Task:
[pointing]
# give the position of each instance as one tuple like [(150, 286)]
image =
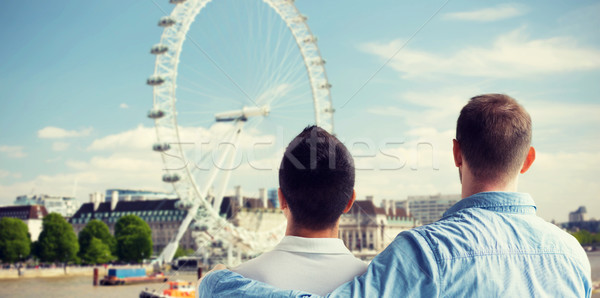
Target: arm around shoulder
[(406, 267), (225, 283)]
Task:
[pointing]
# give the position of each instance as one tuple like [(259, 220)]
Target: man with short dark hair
[(490, 243), (316, 185)]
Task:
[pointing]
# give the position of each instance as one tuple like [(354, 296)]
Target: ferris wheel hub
[(242, 114)]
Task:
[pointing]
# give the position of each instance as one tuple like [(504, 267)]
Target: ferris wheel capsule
[(171, 178), (183, 205), (199, 227), (155, 114), (161, 147), (310, 39), (166, 21), (325, 86), (155, 80), (159, 49)]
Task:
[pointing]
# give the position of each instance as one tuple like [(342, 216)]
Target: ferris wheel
[(232, 78)]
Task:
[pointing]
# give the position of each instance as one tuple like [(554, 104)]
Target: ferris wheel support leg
[(168, 253), (235, 142)]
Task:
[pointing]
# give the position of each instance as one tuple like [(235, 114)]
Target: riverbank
[(71, 271)]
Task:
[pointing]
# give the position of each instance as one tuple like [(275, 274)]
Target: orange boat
[(176, 289), (180, 289)]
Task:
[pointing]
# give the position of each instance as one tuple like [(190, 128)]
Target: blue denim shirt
[(490, 244)]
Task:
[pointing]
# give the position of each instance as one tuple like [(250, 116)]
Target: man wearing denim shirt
[(316, 180), (489, 244)]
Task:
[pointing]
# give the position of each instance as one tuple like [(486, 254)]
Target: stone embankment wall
[(57, 272)]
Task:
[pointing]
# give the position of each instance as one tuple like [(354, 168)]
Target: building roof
[(124, 206), (366, 207), (24, 212)]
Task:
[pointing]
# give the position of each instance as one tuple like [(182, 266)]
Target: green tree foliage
[(97, 252), (14, 239), (96, 229), (180, 252), (57, 242), (134, 239)]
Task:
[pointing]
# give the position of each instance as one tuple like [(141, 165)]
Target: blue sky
[(74, 101)]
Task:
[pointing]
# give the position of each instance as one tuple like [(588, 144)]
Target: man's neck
[(470, 188), (294, 230)]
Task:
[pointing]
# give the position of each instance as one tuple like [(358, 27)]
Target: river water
[(81, 286)]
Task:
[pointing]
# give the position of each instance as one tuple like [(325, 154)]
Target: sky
[(74, 101)]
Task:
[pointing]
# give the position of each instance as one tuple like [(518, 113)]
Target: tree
[(57, 242), (96, 229), (15, 243), (134, 239), (97, 252)]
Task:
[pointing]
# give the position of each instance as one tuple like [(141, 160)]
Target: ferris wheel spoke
[(256, 67)]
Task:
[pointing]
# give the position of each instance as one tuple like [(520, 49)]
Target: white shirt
[(314, 265)]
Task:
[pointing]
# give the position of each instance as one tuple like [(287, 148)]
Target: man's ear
[(282, 201), (350, 202), (528, 160), (457, 153)]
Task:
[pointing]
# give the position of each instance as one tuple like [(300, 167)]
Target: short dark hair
[(316, 177), (494, 134)]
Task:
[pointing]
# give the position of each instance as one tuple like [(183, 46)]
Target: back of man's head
[(494, 134), (316, 178)]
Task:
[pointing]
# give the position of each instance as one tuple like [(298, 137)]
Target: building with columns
[(367, 229)]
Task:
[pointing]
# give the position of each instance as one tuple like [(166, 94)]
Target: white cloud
[(13, 151), (60, 146), (512, 55), (561, 182), (7, 174), (490, 14), (51, 132)]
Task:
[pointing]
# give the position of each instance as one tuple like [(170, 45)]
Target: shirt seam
[(435, 254)]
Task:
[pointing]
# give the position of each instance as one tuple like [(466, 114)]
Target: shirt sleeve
[(406, 268), (224, 283)]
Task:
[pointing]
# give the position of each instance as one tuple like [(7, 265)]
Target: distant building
[(31, 215), (367, 229), (578, 215), (137, 195), (65, 206), (428, 209), (162, 216)]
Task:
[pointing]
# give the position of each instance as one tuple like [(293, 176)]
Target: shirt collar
[(312, 245), (514, 202)]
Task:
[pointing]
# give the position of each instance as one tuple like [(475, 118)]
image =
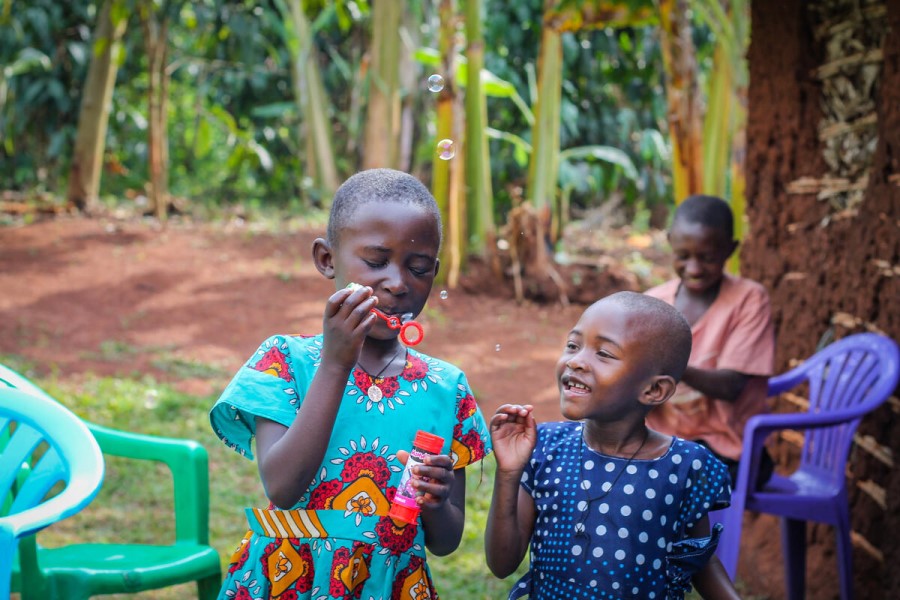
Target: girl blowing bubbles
[(333, 416), (610, 508)]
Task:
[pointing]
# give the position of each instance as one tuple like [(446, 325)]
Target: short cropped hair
[(665, 331), (709, 211), (378, 185)]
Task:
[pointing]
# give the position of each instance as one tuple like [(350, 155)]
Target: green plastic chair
[(79, 571)]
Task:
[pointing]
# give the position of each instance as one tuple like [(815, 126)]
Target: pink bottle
[(404, 507)]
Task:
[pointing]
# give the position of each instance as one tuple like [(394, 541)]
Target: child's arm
[(512, 513), (289, 457), (721, 384), (712, 581)]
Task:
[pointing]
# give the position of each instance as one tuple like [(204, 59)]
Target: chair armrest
[(769, 422), (187, 460)]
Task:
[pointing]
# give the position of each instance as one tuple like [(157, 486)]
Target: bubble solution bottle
[(404, 507)]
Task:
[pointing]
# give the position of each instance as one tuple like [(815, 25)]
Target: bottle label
[(406, 494)]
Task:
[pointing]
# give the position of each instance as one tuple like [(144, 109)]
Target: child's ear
[(659, 389), (323, 258)]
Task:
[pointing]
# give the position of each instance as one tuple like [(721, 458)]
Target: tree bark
[(93, 118)]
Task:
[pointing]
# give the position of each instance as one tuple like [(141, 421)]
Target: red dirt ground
[(118, 298)]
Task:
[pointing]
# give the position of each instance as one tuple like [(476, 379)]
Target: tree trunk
[(383, 114), (830, 271), (311, 100), (543, 170), (156, 46), (683, 94), (447, 175), (93, 117)]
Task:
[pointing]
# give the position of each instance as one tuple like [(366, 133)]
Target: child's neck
[(694, 305), (611, 441)]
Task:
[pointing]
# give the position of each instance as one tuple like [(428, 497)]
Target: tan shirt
[(735, 333)]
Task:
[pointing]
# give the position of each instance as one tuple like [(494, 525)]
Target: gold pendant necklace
[(374, 392)]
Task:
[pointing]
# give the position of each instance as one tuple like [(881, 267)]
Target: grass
[(135, 503)]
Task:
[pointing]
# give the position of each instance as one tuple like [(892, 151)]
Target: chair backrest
[(847, 379), (44, 445)]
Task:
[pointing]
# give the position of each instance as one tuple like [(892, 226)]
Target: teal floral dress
[(338, 541)]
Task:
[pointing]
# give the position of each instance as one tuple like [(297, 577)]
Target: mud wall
[(829, 272)]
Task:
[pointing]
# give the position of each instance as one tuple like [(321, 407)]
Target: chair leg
[(730, 543), (793, 544), (208, 588), (845, 555)]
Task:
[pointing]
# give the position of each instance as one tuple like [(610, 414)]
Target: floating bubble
[(446, 149), (435, 83)]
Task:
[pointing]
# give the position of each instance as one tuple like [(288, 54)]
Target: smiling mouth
[(570, 385)]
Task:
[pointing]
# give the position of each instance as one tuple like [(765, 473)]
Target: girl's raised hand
[(347, 321), (513, 435)]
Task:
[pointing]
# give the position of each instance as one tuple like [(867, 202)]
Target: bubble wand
[(404, 323)]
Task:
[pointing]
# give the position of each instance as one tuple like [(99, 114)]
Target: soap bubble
[(435, 83), (446, 149)]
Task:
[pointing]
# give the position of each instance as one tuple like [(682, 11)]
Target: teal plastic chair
[(82, 570), (44, 445)]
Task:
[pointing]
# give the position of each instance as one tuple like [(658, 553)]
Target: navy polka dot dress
[(608, 527)]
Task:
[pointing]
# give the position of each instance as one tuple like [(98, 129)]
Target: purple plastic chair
[(847, 379)]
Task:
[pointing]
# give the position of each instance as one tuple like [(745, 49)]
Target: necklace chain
[(384, 368), (374, 392)]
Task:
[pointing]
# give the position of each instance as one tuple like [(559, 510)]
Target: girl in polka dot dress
[(608, 507)]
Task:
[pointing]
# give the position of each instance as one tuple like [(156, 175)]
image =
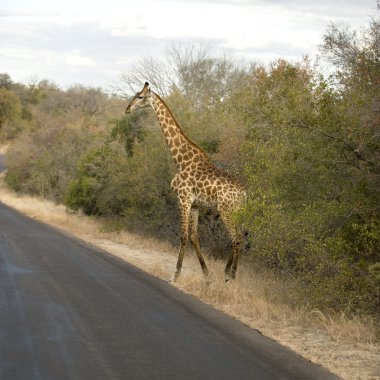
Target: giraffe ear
[(146, 88)]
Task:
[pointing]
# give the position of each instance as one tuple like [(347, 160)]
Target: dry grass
[(347, 347)]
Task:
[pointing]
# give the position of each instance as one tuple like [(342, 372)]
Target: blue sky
[(91, 43)]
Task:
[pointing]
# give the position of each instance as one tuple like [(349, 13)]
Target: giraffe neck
[(181, 148)]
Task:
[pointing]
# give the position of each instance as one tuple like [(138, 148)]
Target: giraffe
[(198, 182)]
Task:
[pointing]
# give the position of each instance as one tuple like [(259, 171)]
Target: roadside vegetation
[(307, 146)]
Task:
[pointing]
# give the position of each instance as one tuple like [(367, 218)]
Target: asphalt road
[(71, 311)]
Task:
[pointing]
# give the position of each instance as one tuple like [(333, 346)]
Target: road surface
[(71, 311)]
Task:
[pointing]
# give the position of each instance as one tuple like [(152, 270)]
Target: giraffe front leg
[(193, 227), (231, 266), (185, 217)]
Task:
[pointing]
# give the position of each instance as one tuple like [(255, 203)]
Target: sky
[(91, 43)]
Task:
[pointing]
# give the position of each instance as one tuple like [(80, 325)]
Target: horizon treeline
[(306, 145)]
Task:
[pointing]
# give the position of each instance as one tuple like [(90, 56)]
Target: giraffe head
[(140, 100)]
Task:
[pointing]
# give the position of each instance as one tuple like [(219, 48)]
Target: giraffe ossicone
[(198, 182)]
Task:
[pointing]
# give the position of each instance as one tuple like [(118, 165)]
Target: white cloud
[(91, 41), (76, 59)]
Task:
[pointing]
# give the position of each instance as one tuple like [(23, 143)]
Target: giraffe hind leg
[(231, 266), (194, 239), (185, 217)]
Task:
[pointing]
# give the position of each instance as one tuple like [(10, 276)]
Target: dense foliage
[(307, 147)]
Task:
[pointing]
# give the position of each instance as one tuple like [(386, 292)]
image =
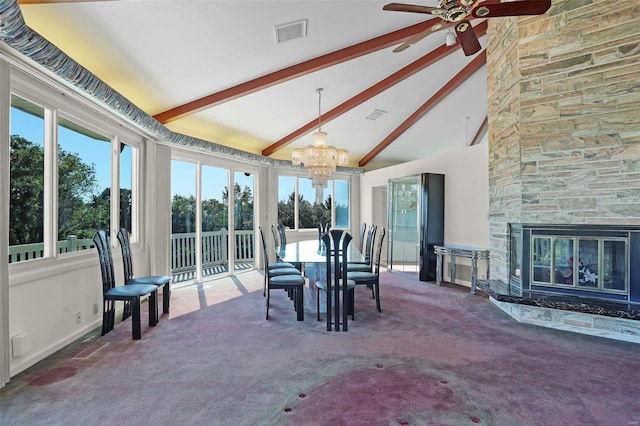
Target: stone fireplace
[(564, 152)]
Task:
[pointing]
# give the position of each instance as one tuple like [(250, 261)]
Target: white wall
[(466, 192)]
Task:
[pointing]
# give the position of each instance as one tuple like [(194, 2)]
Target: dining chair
[(371, 279), (275, 268), (336, 283), (279, 263), (126, 293), (282, 234), (157, 280), (367, 265), (289, 279)]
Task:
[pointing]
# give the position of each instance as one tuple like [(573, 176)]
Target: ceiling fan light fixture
[(450, 38)]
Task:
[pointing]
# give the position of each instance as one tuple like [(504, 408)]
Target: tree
[(183, 214), (76, 214), (26, 199), (75, 180)]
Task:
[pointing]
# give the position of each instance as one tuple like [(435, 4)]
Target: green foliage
[(81, 209), (309, 215), (26, 199), (214, 212)]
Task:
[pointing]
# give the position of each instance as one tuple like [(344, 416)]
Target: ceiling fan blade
[(494, 9), (416, 38), (403, 7), (468, 39)]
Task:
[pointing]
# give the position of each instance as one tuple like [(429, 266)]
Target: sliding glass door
[(212, 228), (404, 221), (215, 221)]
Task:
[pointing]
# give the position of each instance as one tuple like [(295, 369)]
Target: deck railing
[(214, 249), (183, 249)]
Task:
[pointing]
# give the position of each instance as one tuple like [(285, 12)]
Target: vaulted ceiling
[(213, 70)]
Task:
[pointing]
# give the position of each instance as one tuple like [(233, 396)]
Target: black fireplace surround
[(586, 268)]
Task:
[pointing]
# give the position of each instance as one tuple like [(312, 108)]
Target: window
[(62, 169), (300, 206), (26, 203), (126, 187), (84, 185)]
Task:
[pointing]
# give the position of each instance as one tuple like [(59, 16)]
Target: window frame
[(80, 112)]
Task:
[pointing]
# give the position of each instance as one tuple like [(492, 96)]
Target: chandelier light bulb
[(450, 38), (319, 159)]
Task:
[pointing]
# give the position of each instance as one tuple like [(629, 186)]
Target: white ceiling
[(161, 54)]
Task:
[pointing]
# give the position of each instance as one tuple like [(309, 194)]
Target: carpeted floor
[(434, 356)]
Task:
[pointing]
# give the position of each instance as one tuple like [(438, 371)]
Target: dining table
[(311, 254)]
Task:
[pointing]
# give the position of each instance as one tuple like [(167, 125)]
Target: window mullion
[(115, 186)]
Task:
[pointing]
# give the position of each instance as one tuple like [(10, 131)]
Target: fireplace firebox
[(594, 261)]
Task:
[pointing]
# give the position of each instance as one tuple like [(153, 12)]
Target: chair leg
[(108, 313), (126, 313), (300, 302), (346, 303), (136, 330), (352, 303), (153, 309), (264, 284)]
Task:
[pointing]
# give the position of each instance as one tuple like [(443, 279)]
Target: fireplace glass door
[(589, 263)]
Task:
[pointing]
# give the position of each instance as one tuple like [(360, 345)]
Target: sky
[(88, 149), (183, 174)]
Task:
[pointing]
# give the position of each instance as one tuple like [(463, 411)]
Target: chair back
[(123, 238), (103, 244), (363, 232), (323, 229), (276, 239), (371, 238), (264, 250), (379, 250)]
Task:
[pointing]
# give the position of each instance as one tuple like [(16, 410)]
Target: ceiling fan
[(456, 13)]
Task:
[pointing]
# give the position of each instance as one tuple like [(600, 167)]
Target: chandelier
[(319, 159)]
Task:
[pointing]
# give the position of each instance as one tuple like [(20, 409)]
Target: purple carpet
[(434, 356)]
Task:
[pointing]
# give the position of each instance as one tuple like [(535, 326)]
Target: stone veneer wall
[(564, 118)]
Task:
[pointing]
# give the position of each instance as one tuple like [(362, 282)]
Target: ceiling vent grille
[(375, 114), (291, 31)]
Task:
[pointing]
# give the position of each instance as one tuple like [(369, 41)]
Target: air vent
[(375, 114), (291, 31)]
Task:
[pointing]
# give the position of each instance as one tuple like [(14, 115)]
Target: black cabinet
[(432, 222)]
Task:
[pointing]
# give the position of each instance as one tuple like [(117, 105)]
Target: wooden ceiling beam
[(395, 78), (451, 85), (294, 71), (481, 131), (59, 1)]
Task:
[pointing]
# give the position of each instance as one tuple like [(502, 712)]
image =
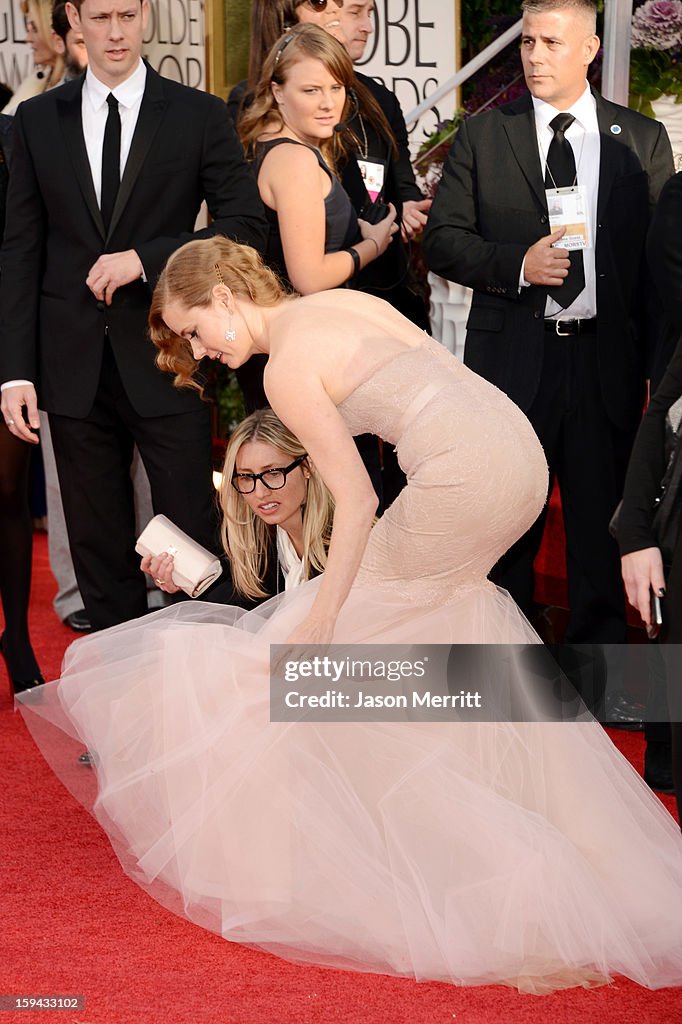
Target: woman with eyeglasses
[(276, 514), (469, 849)]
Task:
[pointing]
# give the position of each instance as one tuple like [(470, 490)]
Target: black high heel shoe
[(18, 685)]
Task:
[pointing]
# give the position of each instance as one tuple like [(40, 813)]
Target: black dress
[(642, 487), (340, 231)]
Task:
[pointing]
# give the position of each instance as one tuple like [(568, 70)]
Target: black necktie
[(560, 173), (111, 160)]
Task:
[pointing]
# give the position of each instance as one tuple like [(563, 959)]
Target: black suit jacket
[(51, 327), (491, 208)]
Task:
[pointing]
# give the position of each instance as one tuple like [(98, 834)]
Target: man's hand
[(14, 399), (545, 265), (642, 572), (113, 270), (414, 217)]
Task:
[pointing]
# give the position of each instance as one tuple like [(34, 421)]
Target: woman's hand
[(415, 215), (642, 572), (160, 567), (381, 233)]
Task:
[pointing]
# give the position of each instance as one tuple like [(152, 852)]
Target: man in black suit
[(563, 336), (388, 276), (109, 175)]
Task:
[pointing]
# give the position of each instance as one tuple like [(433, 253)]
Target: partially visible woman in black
[(642, 563), (15, 524), (375, 141)]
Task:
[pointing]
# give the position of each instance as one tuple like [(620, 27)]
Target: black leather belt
[(568, 327)]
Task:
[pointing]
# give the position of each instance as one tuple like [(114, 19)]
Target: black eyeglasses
[(273, 479), (318, 5)]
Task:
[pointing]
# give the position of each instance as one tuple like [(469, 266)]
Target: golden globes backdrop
[(174, 42), (413, 51)]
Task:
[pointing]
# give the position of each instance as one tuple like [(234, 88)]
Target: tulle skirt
[(527, 853)]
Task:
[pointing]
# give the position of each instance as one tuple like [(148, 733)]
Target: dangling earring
[(230, 334)]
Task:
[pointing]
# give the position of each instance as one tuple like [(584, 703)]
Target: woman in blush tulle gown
[(529, 854)]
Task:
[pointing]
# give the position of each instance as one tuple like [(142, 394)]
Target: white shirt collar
[(584, 110), (128, 93)]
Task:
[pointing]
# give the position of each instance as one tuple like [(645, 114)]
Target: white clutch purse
[(195, 568)]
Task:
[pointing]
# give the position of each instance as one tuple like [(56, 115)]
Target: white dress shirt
[(585, 141), (290, 563)]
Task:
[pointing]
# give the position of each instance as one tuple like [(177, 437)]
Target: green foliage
[(225, 394), (653, 74)]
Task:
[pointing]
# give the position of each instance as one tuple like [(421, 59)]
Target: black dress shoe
[(19, 685), (658, 767), (78, 622), (622, 713)]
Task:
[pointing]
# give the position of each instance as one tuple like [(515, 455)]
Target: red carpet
[(74, 925)]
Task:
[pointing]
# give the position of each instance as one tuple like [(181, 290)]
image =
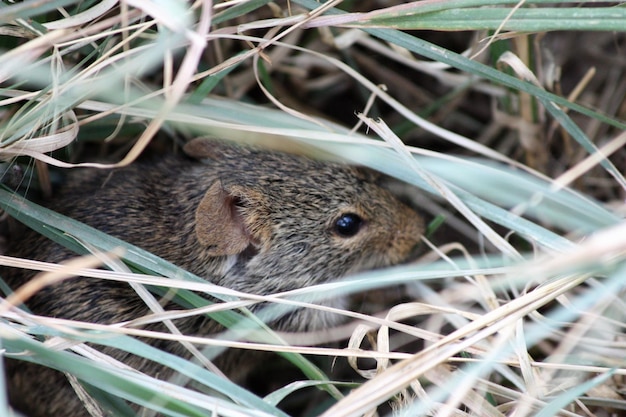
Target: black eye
[(348, 225)]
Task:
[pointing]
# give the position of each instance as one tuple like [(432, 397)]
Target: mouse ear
[(208, 148), (221, 222)]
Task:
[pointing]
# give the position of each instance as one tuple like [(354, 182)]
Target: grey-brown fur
[(247, 219)]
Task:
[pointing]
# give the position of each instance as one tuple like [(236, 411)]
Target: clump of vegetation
[(505, 118)]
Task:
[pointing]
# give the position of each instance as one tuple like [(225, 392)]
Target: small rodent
[(245, 218)]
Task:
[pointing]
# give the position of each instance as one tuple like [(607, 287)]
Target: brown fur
[(244, 218)]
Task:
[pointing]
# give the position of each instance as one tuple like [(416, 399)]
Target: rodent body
[(244, 218)]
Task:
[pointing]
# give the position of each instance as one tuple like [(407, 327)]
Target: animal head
[(291, 222)]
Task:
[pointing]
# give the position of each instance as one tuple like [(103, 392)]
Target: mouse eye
[(348, 225)]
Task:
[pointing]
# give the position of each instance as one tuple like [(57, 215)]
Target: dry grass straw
[(493, 325)]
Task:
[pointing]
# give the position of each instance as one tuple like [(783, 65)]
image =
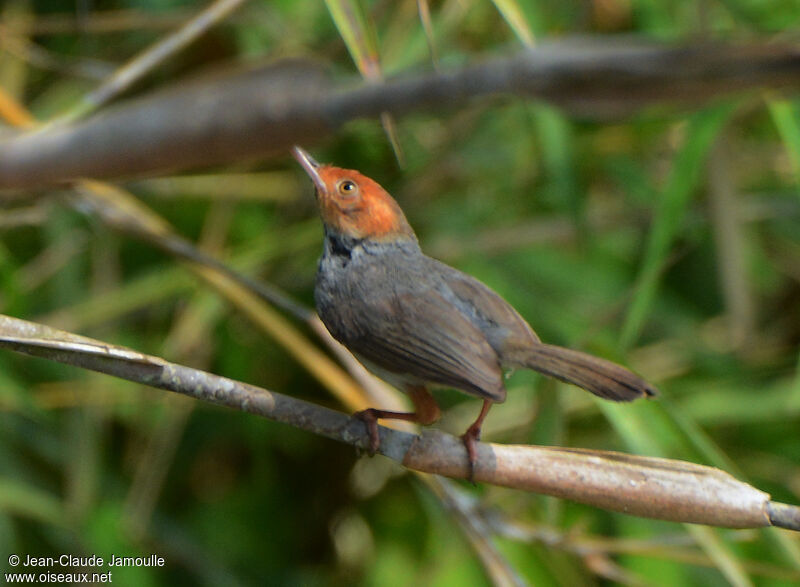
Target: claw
[(471, 438), (370, 419)]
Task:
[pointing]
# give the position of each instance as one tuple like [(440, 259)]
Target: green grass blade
[(702, 130), (515, 17), (785, 117)]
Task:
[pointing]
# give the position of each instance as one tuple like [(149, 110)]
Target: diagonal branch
[(649, 487), (239, 115)]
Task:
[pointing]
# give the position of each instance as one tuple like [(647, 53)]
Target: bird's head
[(353, 205)]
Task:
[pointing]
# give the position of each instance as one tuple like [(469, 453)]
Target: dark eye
[(347, 187)]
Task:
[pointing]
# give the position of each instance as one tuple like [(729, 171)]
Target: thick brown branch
[(234, 116), (649, 487)]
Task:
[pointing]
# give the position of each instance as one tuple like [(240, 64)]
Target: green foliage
[(599, 231)]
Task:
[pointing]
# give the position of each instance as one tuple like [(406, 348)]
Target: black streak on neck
[(341, 246)]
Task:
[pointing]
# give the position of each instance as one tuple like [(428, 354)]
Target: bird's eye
[(347, 187)]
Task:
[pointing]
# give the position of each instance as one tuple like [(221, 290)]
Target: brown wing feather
[(426, 338)]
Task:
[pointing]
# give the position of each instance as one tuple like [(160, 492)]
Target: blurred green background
[(667, 239)]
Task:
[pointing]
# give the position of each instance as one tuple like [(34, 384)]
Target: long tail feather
[(601, 377)]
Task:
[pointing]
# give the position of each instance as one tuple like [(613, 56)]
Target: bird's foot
[(471, 438), (370, 418)]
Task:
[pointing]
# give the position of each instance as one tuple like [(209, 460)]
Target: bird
[(418, 323)]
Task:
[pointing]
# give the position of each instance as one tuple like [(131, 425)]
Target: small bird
[(415, 322)]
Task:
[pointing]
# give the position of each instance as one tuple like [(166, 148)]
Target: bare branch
[(240, 115), (649, 487)]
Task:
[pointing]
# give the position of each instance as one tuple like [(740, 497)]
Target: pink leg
[(426, 411), (472, 436)]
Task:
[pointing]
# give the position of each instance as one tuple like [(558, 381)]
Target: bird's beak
[(311, 167)]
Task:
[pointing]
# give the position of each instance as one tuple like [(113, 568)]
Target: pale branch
[(649, 487), (239, 115)]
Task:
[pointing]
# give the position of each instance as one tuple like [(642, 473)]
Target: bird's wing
[(501, 324), (425, 336)]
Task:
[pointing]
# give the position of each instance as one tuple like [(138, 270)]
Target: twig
[(134, 70), (242, 115), (643, 486)]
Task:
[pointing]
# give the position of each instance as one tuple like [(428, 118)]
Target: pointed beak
[(311, 167)]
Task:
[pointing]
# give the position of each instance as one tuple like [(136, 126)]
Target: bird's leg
[(472, 436), (426, 411)]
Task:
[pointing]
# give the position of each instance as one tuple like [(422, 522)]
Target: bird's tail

#### [WORK TO DO]
Format the lines from the start of the rows through the line containing "[(490, 243), (316, 185)]" as a Markdown table with the columns Number and Line, numbering each line in order. Skip blank lines and leave out the picture.

#### [PROBLEM SOLUTION]
| Number | Line |
|---|---|
| 1 | Task: |
| 2 | [pointing] |
| 3 | # give the position of each instance as one tuple like [(150, 286)] |
| 4 | image = |
| 5 | Target: arm around shoulder |
| 6 | [(406, 267), (225, 283)] |
| 7 | Task: |
| 8 | [pointing] |
| 9 | # give the position of each instance as one tuple like [(259, 220)] |
| 10 | Target: man with short dark hair |
| 11 | [(490, 243), (316, 185)] |